# Almost accomplished C4U 3x3x7 intuitive first solve



## DaijoCube (May 7, 2010)

Hey!

I bought the C4U 3x3x7 off PopBuying and received it on Monday. I assembled it (annoying times :fp), stickered it (Sticker applicator ftw!) and scrambled it right away.

As for all my new puzzles, I try to solve them without watching a tutorial or nothing. I just experiment and use what I already know.

I was not able to get far in the solve, at all. I had a breakthrough yesterday  and I've been able to get very far into the solve.

Now, from bottom to top I have the first 5 layers totally solved. On the sixth one I have *2 adjacent edge pieces swapped*. On the last layer, I have an *N-perm*.

Q1 : Is it some kind of parity that I will not be able to solve without ****ing the cube up?

Q2 : Is it good to be able to get there without any tutorial?


----------



## vcuber13 (May 7, 2010)

I would solve the the rest like a domino cube.


----------



## DaijoCube (May 7, 2010)

I have no clue how to solve a Domino Cube


----------



## riffz (May 7, 2010)

Of course its good to solve it without a tutorial first. Why wouldn't it be? 

And I have no idea about parity because I don't own one.


----------



## Kirjava (May 7, 2010)

DaijoCube said:


> On the sixth one I have *2 adjacent edge pieces swapped*.




I found that the fastest way to do this on the 3x3x5 is with two TPerms.

If you don't quite get me, watch the video on my youtube channel.


----------



## DaijoCube (May 7, 2010)

(Extracted data entries)
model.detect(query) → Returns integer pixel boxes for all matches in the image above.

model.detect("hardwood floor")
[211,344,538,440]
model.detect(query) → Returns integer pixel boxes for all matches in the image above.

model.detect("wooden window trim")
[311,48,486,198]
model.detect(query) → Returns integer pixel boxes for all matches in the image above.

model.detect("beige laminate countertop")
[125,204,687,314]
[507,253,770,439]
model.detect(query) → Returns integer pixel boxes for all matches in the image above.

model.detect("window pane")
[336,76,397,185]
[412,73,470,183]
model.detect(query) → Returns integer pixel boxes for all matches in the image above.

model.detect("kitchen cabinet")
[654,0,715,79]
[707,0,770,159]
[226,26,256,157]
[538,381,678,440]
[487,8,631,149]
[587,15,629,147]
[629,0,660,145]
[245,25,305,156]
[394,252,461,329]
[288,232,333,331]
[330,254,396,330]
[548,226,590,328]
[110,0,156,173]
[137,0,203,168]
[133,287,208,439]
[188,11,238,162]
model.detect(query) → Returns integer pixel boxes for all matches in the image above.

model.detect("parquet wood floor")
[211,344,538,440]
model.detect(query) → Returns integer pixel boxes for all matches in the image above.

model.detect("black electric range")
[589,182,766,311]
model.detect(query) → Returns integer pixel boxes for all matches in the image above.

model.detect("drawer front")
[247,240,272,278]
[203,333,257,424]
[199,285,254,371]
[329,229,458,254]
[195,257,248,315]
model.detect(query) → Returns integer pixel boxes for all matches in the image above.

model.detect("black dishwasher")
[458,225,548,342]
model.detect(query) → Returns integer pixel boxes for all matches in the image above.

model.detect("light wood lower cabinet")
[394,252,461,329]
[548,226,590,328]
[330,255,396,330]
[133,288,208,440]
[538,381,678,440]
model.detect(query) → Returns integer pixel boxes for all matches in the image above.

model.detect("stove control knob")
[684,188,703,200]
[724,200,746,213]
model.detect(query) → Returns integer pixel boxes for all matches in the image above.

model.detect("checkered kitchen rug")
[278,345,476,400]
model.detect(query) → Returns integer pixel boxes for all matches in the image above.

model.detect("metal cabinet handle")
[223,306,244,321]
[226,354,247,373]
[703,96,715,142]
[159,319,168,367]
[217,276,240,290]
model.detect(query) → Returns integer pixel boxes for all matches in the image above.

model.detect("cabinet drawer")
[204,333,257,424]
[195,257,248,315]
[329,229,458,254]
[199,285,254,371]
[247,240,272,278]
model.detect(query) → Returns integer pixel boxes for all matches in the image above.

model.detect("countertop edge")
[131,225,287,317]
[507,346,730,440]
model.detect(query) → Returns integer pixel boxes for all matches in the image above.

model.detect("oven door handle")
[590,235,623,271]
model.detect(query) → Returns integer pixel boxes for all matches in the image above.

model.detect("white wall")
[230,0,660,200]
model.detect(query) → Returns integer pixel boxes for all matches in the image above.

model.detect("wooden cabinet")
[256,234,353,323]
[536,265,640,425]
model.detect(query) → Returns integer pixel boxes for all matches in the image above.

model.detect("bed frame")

▶ **Short exercise 1**:
In the 3x3x7 thread, what does Kirjava call the fastest way to swap two adjacent edge pieces on the 3x3x5?
▶ **Short exercise 2**:
Recast the 3x3x7 thread paragraph beginning "Now, from bottom to top" as a short bulleted list that keeps its facts.
▶ **Short exercise 3**:
Resume the 3x3x7 thread with the post under its final DaijoCube header.

▶ **Expected output 1**:
Two T-perms.

▶ **Expected output 2**:
- Layers 1–5 (counting from the bottom): fully solved
- Layer 6: two adjacent edge pieces swapped
- Last layer: an N-perm

▶ **Expected output 3**:
Mhhh, thanks for the advice! I won't watch your vid though, I wanna be legit on my first solve.


----------



## DaijoCube (May 7, 2010)

No more advice?


----------



## Kirjava (May 7, 2010)

watch the video


----------



## jms_gears1 (May 7, 2010)

Kirjava said:


> watch the video



this. Its not a tut just solves.


----------



## DaijoCube (May 8, 2010)

OMG. I just need to see ONE thing that was sooooo obvious. I never thought about holding the cube to the side. I was always leaving the middle full bar parallel to the ground...

When I say you solving ''on the side'', I understood every single thing


----------



## DaijoCube (May 8, 2010)

Mhhh.... I played with it a bit. Solved the 2 swapped edges, but when trying to solve the N-perm that was ONLY on the very top layer, I got to this situation...

:fp


----------



## Kirjava (May 9, 2010)

Sorry, I can't tell you how to do it without telling you how to do it. If you want to do it intuitively you're on your own from here.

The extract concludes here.